Input material.
────────
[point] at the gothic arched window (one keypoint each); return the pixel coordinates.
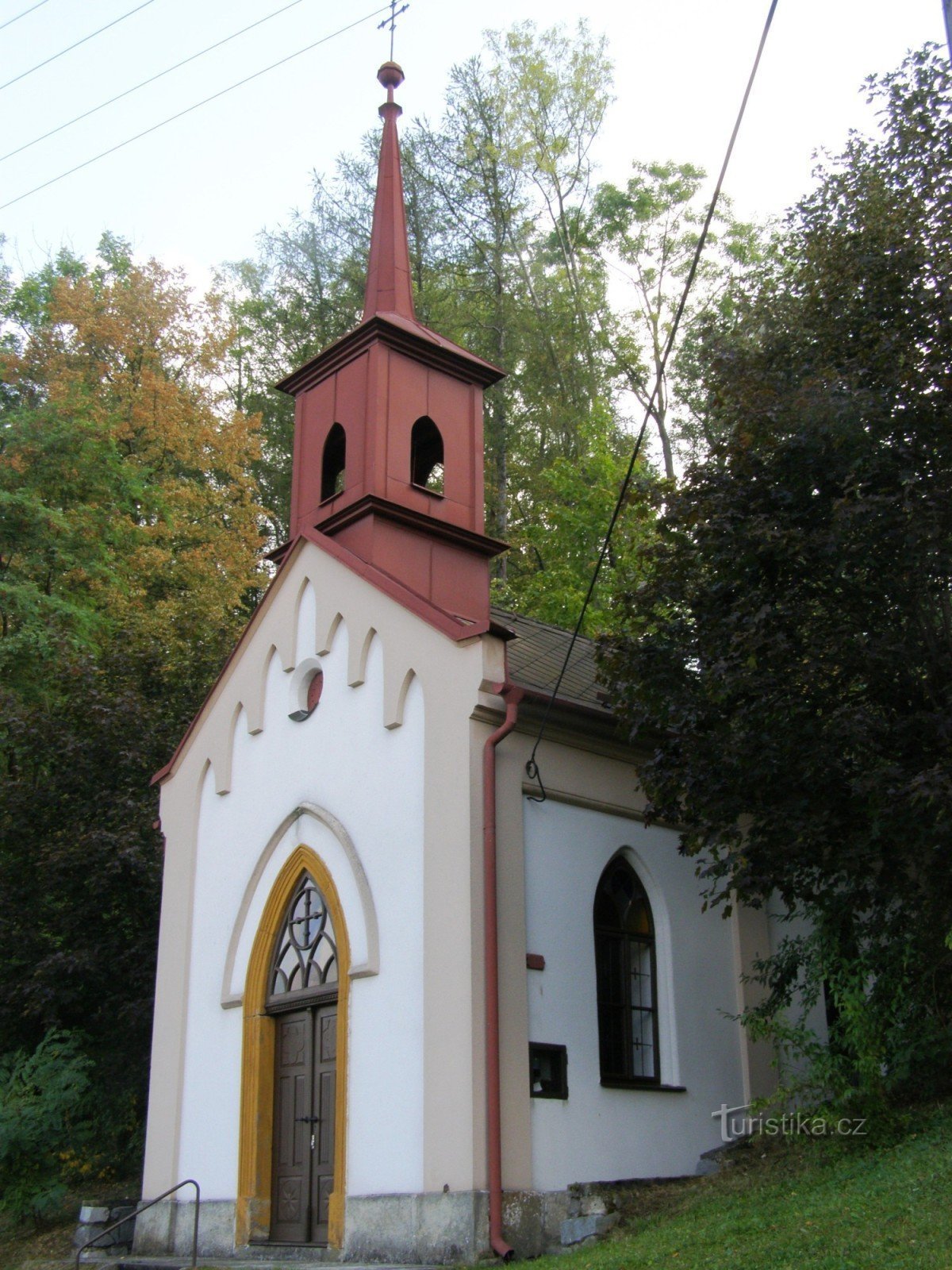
(306, 952)
(334, 463)
(626, 977)
(427, 456)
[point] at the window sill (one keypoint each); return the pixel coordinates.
(647, 1086)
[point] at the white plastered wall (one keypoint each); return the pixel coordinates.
(608, 1133)
(372, 783)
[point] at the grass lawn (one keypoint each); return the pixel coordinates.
(873, 1203)
(797, 1203)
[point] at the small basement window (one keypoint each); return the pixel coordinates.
(333, 465)
(427, 456)
(549, 1071)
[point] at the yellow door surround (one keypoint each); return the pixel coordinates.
(254, 1191)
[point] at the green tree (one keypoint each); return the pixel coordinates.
(653, 228)
(790, 641)
(129, 562)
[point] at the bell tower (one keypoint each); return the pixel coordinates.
(389, 425)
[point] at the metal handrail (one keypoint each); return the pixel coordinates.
(131, 1217)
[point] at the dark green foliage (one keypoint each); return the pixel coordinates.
(791, 641)
(44, 1117)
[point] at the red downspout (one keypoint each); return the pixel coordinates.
(512, 696)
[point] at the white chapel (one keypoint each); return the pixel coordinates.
(403, 1006)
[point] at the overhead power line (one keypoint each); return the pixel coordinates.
(144, 83)
(194, 107)
(12, 21)
(84, 41)
(532, 766)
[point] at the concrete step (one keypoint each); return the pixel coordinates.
(294, 1257)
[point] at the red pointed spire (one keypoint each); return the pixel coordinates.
(389, 287)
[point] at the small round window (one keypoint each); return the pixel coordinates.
(310, 696)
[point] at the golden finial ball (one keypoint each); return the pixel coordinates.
(390, 75)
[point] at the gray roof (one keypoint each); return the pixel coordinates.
(536, 657)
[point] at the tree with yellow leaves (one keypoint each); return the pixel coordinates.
(130, 558)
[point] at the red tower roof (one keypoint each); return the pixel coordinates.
(389, 287)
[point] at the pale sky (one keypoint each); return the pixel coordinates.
(197, 190)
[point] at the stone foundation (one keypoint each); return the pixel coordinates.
(401, 1230)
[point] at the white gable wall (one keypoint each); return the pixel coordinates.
(393, 722)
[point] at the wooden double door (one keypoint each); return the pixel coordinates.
(305, 1099)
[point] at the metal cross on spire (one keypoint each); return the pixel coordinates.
(391, 21)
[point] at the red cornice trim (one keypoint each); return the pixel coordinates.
(403, 334)
(447, 624)
(374, 506)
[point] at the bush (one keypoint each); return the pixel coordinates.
(44, 1119)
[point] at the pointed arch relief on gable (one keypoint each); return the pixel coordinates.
(352, 886)
(222, 755)
(359, 656)
(305, 622)
(327, 645)
(258, 698)
(395, 691)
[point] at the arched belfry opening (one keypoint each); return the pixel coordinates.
(334, 463)
(427, 456)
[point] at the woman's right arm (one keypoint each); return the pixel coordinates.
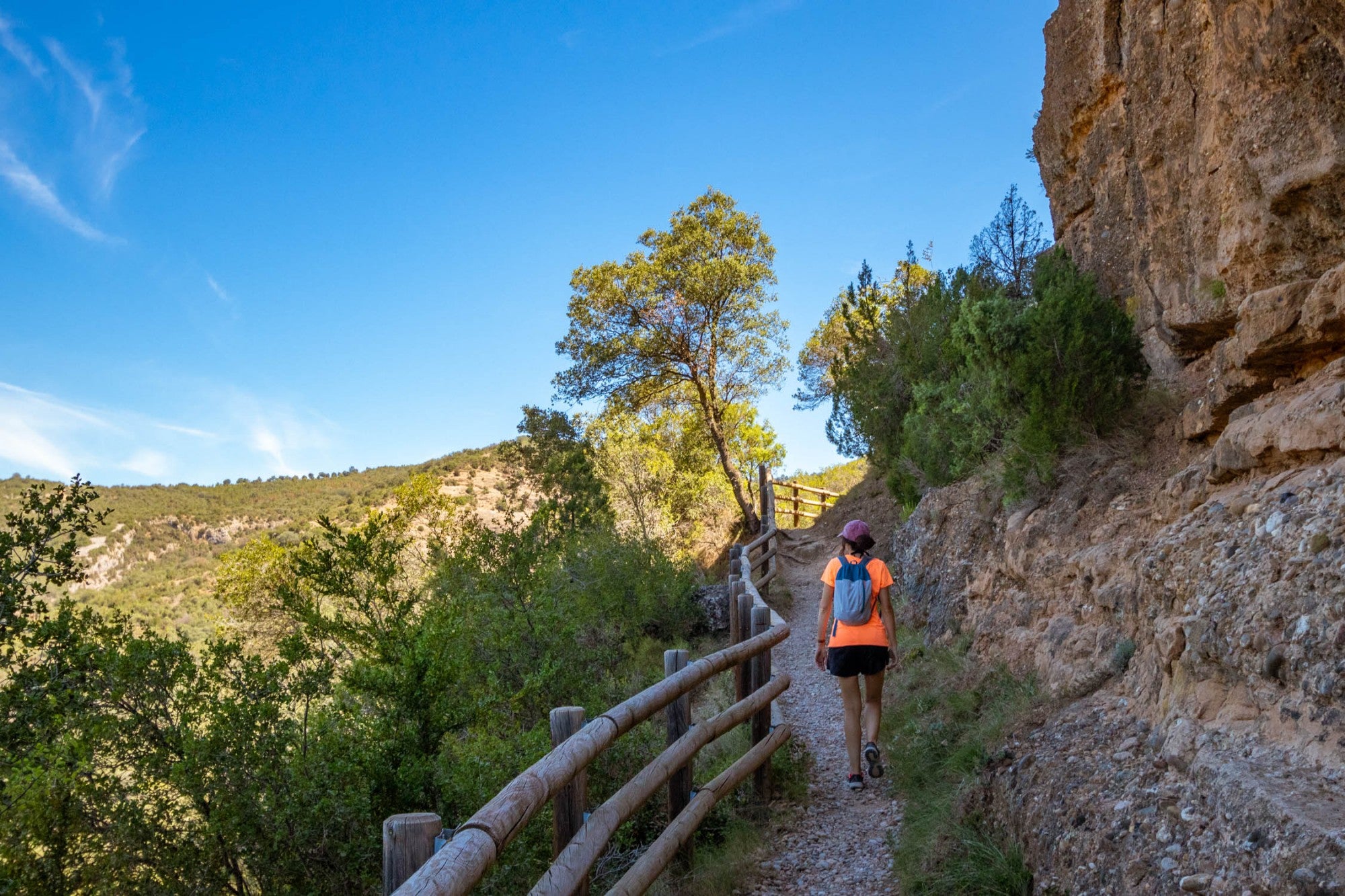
(824, 620)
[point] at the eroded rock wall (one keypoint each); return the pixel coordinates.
(1195, 154)
(1180, 595)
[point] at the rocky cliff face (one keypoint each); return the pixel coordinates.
(1195, 154)
(1180, 595)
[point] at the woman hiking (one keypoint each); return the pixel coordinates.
(855, 638)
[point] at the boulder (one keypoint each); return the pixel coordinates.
(1300, 424)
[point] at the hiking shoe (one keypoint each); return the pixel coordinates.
(875, 759)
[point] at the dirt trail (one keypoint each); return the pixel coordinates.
(840, 842)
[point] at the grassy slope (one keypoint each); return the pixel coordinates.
(163, 542)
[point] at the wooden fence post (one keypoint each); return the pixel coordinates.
(735, 564)
(568, 803)
(680, 721)
(762, 486)
(744, 670)
(762, 720)
(408, 844)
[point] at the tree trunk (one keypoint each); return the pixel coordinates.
(722, 446)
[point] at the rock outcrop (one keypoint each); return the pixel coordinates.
(1195, 154)
(1180, 598)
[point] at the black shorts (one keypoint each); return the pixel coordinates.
(861, 659)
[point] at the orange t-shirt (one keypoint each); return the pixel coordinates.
(874, 631)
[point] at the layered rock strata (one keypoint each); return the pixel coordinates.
(1180, 598)
(1195, 154)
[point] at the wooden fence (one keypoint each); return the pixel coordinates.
(412, 865)
(824, 501)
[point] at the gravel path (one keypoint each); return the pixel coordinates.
(840, 842)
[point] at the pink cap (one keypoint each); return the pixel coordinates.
(855, 529)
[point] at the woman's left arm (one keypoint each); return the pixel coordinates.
(890, 623)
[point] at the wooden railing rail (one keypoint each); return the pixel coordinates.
(796, 501)
(560, 776)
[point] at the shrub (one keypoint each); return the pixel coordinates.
(949, 369)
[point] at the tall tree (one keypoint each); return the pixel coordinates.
(683, 323)
(1008, 248)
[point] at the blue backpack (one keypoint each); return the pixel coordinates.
(853, 599)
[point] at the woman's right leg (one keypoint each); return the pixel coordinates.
(853, 708)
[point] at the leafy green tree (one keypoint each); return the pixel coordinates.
(558, 458)
(1008, 248)
(683, 323)
(38, 548)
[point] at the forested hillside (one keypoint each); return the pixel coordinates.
(157, 555)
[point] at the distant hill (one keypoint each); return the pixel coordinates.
(157, 556)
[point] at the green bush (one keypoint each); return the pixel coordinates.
(942, 724)
(387, 670)
(944, 370)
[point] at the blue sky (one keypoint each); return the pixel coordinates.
(243, 240)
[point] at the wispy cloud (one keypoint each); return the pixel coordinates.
(220, 291)
(20, 50)
(81, 76)
(85, 126)
(245, 435)
(188, 431)
(40, 194)
(746, 17)
(33, 427)
(149, 463)
(115, 162)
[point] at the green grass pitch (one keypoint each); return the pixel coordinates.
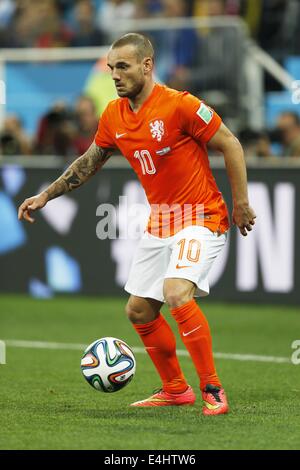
(46, 404)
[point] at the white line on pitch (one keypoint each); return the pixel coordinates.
(137, 350)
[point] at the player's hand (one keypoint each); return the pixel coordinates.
(244, 217)
(30, 205)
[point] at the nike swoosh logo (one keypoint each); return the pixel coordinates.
(190, 332)
(210, 406)
(118, 136)
(182, 267)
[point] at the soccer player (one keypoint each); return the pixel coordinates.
────────
Exactly the lines from the one containing "[point] at the white line" through the end of the records above are to be printed, and no others.

Solved exercise.
[point] at the white line on pitch (one keypoint each); return the pixel coordinates.
(137, 350)
[point] at the player's hand (one keypoint each); return the pixel coordinates.
(244, 217)
(30, 205)
[point] at the nike swoosh logo (one keypoint each); return the pixel coordinates.
(190, 332)
(210, 406)
(118, 136)
(182, 267)
[point] at the soccer player (one keypoint each); return the pixel coordinates.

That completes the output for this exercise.